==== Records to use
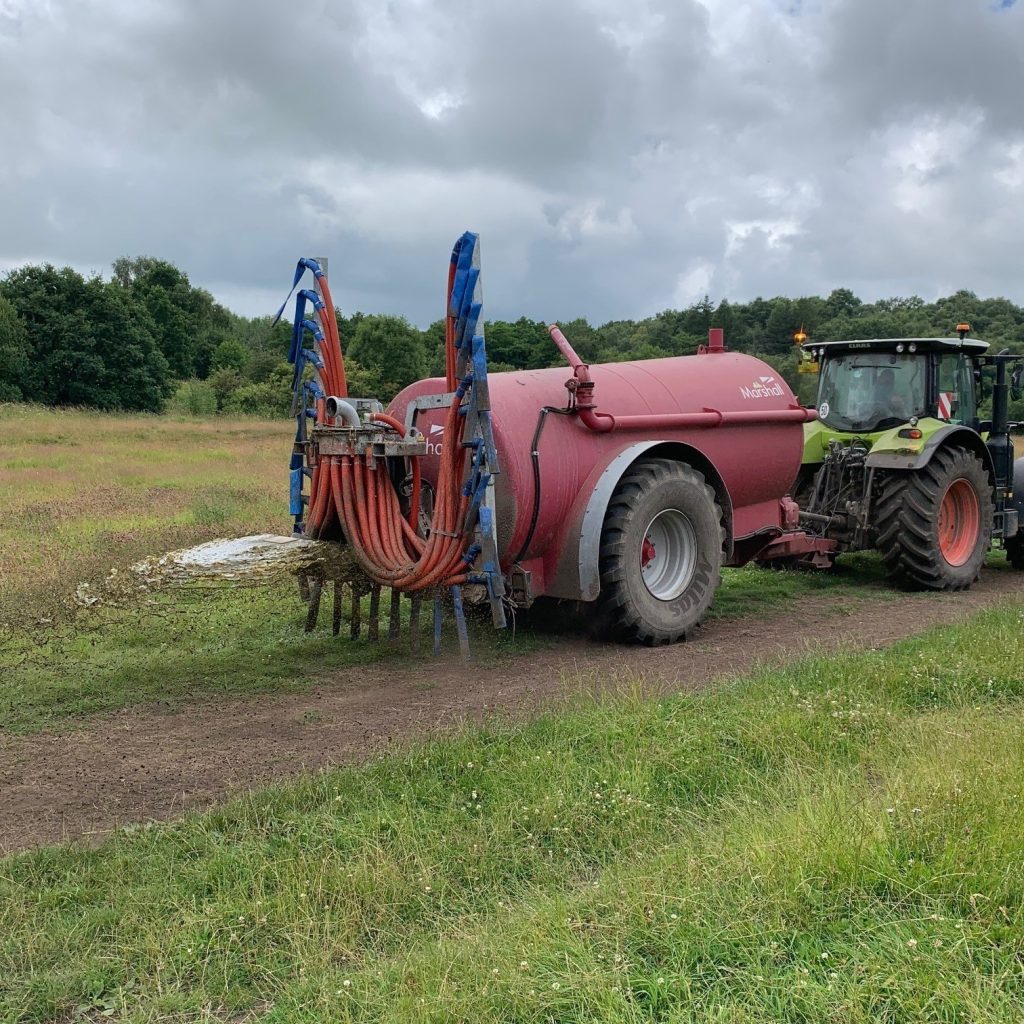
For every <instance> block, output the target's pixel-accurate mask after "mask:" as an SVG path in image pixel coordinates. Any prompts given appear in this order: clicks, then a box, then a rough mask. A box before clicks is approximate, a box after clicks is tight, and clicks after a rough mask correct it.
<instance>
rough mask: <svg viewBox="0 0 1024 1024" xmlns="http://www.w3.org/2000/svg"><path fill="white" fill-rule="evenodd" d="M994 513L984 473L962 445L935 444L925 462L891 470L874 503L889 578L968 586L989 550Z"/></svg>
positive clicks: (974, 580)
mask: <svg viewBox="0 0 1024 1024" xmlns="http://www.w3.org/2000/svg"><path fill="white" fill-rule="evenodd" d="M993 515H994V506H993V504H992V484H991V481H990V480H989V478H988V473H987V471H986V470H985V467H984V465H983V464H982V462H981V460H980V459H978V457H977V456H975V455H973V454H972V453H971V452H968V451H967V450H966V449H940V450H939V451H938V452H936V453H935V455H934V456H933V457H932V460H931V462H929V463H928V465H927V466H923V467H922V468H921V469H919V470H915V471H913V472H911V473H894V474H892V475H891V476H889V477H888V478H887V479H886V480H885V481H884V482H883V485H882V494H881V497H880V499H879V504H878V506H877V508H876V518H877V520H878V522H879V537H878V547H879V550H880V551H881V552H882V559H883V561H884V562H885V565H886V569H887V570H888V572H889V577H890V579H891V580H893V581H894V582H896V583H899V584H902V585H904V586H909V587H914V588H923V589H928V590H965V589H966V588H968V587H970V586H971V584H973V583H974V582H975V580H977V579H978V575H979V573H980V572H981V566H982V564H983V563H984V561H985V555H986V554H987V553H988V547H989V544H990V543H991V539H992V517H993Z"/></svg>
========
→ Exercise: Copy the material above word for word, leaving out the picture.

→ Finished exercise:
For every <instance> block, output the target's pixel-accurate mask after "mask:" as an SVG path in image pixel coordinates. Any prompts given appear in this order: clicks, then a box, then a rough mask. A box before clicks is approximate, a box after clicks is tight, and clicks after a rough mask correct it.
<instance>
rough mask: <svg viewBox="0 0 1024 1024" xmlns="http://www.w3.org/2000/svg"><path fill="white" fill-rule="evenodd" d="M994 513L984 473L962 445L935 444L925 462L891 470L874 503L889 578L968 586L989 550Z"/></svg>
positive clicks: (974, 580)
mask: <svg viewBox="0 0 1024 1024" xmlns="http://www.w3.org/2000/svg"><path fill="white" fill-rule="evenodd" d="M993 515H994V506H993V504H992V484H991V481H990V480H989V478H988V473H987V471H986V470H985V467H984V465H983V464H982V462H981V460H980V459H978V457H977V456H975V455H973V454H972V453H971V452H968V451H967V450H966V449H940V450H939V451H938V452H936V453H935V455H934V456H933V457H932V460H931V462H929V463H928V465H927V466H923V467H922V468H921V469H919V470H915V471H913V472H911V473H894V474H892V475H891V476H889V477H888V478H887V479H886V480H885V481H884V482H883V485H882V494H881V497H880V499H879V504H878V506H877V508H876V518H877V520H878V522H879V537H878V547H879V550H880V551H881V552H882V559H883V561H884V562H885V565H886V569H887V570H888V572H889V577H890V579H891V580H893V581H894V582H896V583H899V584H902V585H904V586H909V587H914V588H923V589H928V590H965V589H966V588H968V587H970V586H971V584H973V583H974V582H975V580H977V579H978V575H979V573H980V572H981V566H982V564H983V563H984V561H985V555H986V554H987V553H988V547H989V544H990V543H991V539H992V517H993Z"/></svg>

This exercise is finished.